** Task item **
Please print the entries below exactly, from the line with "Keypoints: one point per instance of the white cleat, as" through the line with "Category: blue sock", including both of those lines and leaving out all others.

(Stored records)

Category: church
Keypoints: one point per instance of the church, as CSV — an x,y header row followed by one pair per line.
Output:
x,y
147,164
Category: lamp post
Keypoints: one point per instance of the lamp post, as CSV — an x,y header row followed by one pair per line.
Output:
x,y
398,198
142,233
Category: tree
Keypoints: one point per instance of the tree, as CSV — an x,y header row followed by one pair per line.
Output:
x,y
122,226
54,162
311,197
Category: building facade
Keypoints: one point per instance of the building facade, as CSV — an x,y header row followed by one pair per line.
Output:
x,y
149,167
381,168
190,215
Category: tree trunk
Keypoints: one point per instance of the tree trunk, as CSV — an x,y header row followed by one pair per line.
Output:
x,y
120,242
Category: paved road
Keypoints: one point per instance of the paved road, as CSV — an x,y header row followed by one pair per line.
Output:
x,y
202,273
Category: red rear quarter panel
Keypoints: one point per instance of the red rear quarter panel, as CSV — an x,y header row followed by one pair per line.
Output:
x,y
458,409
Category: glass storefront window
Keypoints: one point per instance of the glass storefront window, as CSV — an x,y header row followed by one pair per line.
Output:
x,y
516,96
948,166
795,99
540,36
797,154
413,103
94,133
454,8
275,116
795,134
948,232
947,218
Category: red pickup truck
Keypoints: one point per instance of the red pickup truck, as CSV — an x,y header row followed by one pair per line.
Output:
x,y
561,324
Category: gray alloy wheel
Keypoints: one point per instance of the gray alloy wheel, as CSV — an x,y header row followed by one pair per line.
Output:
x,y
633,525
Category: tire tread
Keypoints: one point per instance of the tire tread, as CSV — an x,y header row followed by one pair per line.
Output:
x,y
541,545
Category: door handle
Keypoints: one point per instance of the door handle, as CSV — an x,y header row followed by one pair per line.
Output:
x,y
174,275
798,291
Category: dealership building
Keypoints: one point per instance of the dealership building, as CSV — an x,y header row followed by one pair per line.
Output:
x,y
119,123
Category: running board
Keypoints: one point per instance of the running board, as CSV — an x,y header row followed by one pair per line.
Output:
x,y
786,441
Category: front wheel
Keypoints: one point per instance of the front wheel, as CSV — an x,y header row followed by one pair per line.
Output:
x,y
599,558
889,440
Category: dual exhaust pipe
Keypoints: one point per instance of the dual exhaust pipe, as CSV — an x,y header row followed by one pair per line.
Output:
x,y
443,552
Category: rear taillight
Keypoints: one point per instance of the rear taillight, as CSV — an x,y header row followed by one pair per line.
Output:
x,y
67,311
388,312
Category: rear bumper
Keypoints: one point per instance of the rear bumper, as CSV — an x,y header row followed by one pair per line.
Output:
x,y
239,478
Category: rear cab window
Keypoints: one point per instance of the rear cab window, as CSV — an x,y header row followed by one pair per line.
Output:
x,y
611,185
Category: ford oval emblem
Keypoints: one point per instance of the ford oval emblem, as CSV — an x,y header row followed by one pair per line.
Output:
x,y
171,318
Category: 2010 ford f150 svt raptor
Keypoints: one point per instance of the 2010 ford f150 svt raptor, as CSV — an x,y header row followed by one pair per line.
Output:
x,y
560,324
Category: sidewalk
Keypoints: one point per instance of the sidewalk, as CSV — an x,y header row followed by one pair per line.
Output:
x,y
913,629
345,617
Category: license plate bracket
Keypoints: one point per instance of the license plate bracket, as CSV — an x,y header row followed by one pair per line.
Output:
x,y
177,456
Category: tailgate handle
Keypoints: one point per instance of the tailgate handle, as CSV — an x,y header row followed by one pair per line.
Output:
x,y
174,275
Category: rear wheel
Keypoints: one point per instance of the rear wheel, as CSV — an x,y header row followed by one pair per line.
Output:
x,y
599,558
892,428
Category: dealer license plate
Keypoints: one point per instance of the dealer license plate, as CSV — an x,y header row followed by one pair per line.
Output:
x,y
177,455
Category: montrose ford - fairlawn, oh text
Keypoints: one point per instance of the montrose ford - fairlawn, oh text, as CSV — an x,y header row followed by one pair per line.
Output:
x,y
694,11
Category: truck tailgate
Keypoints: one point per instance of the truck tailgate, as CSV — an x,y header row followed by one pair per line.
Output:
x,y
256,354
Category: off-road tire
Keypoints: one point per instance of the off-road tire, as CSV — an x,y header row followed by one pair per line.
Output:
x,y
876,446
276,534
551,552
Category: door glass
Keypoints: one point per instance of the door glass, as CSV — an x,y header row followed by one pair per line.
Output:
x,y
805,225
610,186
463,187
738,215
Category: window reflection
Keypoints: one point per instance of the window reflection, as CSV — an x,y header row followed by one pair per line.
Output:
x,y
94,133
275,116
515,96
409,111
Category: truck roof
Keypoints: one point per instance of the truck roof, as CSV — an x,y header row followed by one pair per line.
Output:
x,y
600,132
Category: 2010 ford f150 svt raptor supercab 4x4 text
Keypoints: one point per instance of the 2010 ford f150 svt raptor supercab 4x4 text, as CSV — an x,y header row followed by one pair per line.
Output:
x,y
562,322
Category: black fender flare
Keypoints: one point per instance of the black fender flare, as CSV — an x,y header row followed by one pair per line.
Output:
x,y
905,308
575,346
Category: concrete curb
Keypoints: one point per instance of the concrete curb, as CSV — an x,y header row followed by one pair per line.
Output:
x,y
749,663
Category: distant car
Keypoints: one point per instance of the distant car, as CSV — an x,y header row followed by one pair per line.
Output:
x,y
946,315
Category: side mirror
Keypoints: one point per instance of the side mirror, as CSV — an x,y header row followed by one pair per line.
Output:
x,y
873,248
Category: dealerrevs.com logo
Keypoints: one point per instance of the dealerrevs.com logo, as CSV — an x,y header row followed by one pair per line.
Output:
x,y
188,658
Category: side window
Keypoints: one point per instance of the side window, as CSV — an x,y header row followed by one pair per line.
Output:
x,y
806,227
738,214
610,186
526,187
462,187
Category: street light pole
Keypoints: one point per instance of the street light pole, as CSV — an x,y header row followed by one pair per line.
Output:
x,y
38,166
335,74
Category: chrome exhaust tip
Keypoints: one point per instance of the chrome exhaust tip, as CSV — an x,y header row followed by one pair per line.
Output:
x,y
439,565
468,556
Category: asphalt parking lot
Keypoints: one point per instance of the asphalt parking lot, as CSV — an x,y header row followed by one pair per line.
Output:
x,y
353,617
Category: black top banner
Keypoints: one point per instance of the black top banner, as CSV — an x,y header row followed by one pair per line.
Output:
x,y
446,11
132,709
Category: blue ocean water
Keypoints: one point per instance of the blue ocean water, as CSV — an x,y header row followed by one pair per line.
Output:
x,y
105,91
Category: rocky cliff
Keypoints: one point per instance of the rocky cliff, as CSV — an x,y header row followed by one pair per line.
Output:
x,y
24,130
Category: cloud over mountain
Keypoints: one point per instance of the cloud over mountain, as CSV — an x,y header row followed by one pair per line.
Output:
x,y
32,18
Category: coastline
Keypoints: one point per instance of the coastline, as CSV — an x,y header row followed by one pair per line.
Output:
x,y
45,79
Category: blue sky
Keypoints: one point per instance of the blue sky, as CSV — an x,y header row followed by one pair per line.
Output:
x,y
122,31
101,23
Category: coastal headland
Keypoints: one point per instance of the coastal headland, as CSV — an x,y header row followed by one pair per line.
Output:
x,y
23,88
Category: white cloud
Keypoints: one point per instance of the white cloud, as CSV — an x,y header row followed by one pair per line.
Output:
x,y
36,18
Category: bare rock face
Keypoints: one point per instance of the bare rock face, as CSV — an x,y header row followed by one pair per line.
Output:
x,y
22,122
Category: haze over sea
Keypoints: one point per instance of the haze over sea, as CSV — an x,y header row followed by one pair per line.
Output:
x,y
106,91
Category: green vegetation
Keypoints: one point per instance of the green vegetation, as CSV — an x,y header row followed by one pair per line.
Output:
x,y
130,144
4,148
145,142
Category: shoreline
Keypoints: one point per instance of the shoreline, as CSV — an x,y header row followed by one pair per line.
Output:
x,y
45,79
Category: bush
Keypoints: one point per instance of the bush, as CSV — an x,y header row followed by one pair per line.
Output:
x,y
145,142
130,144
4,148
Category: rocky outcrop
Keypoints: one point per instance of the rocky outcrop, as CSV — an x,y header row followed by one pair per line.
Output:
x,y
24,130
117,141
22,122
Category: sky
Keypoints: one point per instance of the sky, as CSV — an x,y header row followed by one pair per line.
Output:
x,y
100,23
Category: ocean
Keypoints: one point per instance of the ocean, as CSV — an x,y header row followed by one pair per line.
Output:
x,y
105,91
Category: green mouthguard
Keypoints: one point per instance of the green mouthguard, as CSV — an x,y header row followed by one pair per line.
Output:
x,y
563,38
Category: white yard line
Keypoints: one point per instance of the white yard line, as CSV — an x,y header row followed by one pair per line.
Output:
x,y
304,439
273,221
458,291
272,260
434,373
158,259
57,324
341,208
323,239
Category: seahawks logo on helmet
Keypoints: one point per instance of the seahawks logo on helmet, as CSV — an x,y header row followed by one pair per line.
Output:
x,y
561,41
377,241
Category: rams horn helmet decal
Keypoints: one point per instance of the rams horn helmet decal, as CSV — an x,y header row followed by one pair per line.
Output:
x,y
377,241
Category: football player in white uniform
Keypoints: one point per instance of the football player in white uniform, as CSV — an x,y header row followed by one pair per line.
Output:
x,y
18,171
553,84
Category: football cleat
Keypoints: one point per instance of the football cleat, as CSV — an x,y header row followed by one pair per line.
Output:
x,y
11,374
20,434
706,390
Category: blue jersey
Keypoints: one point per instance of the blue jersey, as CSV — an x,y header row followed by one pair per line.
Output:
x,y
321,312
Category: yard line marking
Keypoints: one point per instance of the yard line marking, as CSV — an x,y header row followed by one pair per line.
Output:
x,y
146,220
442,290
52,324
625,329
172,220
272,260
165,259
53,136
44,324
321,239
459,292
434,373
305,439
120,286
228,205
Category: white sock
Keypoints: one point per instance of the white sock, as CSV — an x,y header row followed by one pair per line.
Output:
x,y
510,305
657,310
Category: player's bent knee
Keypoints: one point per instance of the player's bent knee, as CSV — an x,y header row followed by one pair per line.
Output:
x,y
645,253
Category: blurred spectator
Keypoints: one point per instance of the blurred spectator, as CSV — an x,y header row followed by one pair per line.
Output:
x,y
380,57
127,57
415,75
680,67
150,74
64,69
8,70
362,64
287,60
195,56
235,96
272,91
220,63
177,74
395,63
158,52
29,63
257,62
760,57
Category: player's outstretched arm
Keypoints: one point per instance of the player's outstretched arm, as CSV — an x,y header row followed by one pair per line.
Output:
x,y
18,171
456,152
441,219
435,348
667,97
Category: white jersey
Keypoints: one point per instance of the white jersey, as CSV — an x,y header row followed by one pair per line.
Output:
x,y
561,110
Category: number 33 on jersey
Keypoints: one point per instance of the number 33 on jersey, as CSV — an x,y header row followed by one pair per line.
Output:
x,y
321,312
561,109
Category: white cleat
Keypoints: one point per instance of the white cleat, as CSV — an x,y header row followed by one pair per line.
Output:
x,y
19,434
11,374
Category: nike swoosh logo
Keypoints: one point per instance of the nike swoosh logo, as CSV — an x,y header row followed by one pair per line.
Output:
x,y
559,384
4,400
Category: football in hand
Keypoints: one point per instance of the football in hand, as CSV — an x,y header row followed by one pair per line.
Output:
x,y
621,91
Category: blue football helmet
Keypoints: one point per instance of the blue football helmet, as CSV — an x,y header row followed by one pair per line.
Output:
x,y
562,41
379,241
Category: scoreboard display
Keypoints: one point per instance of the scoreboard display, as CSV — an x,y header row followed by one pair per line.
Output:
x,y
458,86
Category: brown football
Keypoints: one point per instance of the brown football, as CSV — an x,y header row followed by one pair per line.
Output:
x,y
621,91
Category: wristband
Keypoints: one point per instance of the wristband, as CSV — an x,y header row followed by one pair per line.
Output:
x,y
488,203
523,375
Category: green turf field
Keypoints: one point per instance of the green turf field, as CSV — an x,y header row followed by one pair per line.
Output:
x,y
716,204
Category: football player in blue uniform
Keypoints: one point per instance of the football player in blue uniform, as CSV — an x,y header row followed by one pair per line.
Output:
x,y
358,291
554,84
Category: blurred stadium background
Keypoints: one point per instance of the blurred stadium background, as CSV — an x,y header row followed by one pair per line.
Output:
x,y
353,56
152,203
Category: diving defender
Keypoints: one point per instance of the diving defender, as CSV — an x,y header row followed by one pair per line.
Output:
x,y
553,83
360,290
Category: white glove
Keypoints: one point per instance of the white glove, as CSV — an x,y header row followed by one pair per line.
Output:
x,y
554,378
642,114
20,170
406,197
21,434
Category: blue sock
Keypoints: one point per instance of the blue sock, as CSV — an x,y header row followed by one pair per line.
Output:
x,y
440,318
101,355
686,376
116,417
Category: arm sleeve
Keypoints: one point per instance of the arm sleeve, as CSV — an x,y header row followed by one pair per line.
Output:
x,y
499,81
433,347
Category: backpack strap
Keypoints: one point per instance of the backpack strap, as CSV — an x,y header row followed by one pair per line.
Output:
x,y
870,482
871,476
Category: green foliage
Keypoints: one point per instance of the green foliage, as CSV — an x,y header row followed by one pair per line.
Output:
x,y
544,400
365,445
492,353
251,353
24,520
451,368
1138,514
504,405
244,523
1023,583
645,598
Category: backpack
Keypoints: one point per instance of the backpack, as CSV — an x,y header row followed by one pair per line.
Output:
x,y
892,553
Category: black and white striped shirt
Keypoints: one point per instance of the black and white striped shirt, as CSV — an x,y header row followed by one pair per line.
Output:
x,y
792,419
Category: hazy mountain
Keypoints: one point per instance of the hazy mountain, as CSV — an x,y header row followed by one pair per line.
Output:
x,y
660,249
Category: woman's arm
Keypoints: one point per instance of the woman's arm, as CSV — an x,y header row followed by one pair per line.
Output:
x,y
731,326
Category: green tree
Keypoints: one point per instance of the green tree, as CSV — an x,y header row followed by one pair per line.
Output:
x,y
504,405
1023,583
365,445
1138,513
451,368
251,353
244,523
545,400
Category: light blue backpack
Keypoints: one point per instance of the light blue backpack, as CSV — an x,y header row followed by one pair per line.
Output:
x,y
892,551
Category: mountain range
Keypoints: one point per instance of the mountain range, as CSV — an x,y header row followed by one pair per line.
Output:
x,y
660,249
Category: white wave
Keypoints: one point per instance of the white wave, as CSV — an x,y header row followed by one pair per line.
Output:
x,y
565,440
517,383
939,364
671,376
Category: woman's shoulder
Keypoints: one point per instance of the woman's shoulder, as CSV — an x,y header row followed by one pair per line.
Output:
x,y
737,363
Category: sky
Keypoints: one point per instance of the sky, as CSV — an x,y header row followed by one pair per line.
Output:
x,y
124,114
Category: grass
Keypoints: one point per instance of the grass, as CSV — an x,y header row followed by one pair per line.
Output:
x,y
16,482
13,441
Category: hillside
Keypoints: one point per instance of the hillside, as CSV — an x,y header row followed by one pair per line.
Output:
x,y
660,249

** Result of the exercise **
Keypoints: one point per instance of the white cleat, as CSV — an x,y header row followed by one pair per line.
Output:
x,y
19,434
11,374
Category: nike swoosh logo
Keypoints: one point per instance of the nike swoosh logo, as CSV — an x,y header row followed by one pair per line.
Output:
x,y
559,384
4,400
Category: football in hand
Keypoints: one point per instance of the football in hand, as CSV — an x,y header row followed by one pair per line.
Output:
x,y
621,91
Category: blue football helmet
Keypoints: one point per instance of the blue football helmet, as CSV — an x,y header row followed by one pair per line.
Output:
x,y
562,41
379,241
Category: scoreboard display
Keypoints: one point per instance of the scoreboard display, as CSV — an x,y header row followed by one pair per line.
Output:
x,y
458,86
Category: brown football
Keypoints: one point per instance of the brown football, as CSV — an x,y header row followed by one pair per line.
Output:
x,y
621,91
Category: wristband
Keypoints: one point per instance of the wristband, as CSV — an x,y header row followed by one pair per line.
Output:
x,y
488,203
523,375
Category: green turf field
Keypoints: one point per instance of the green turf field, as CSV — an x,y header row followed by one pair per line.
Output:
x,y
716,204
Category: football player in blue uniform
Keypoints: one point per instance of the football player in blue uniform, as CSV — an x,y header row followed by one pair per line.
Output:
x,y
358,291
554,84
Category: blurred stadium background
Keypoints: one point per instance of the blurred stadium background, as CSV — an x,y header row followed by one pair per line.
Output:
x,y
353,56
152,203
Category: diving defender
Keypoints: one point per instance of the diving defender, as CSV — an x,y header row followed by one pair per line.
Output:
x,y
553,83
360,290
Category: white glove
Keypoints: one point per instance of the white glove, as CSV — an x,y header row followed by one pair per line.
Output:
x,y
554,378
642,114
20,170
406,197
21,434
Category: blue sock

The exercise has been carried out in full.